┏━━

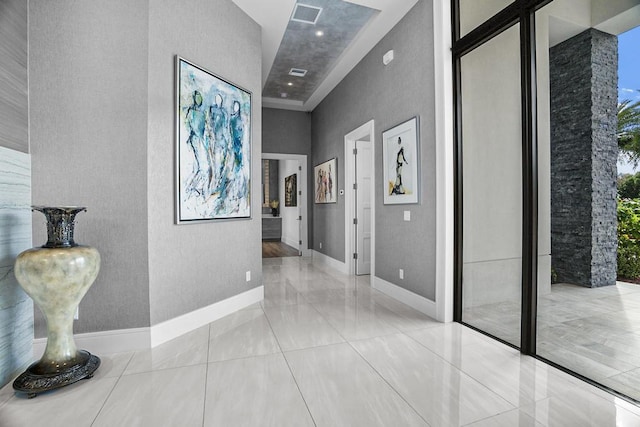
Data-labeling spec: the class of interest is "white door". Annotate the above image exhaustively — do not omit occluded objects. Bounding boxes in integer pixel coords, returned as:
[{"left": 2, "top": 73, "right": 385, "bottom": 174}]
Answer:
[
  {"left": 354, "top": 141, "right": 373, "bottom": 275},
  {"left": 296, "top": 166, "right": 303, "bottom": 256}
]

┗━━

→ Exercise task
Rewrite the material above without the pictures, changing "white door" to "glass door" and leaving every other word as it is.

→ Task output
Data-labeling spec: the class of interest is "glass door". Annotate the above image exhaustively — do not omit occluded objects. Bounding boxes in integer pixel coords, returned as:
[{"left": 2, "top": 73, "right": 385, "bottom": 174}]
Answer:
[
  {"left": 354, "top": 141, "right": 373, "bottom": 275},
  {"left": 296, "top": 166, "right": 303, "bottom": 256}
]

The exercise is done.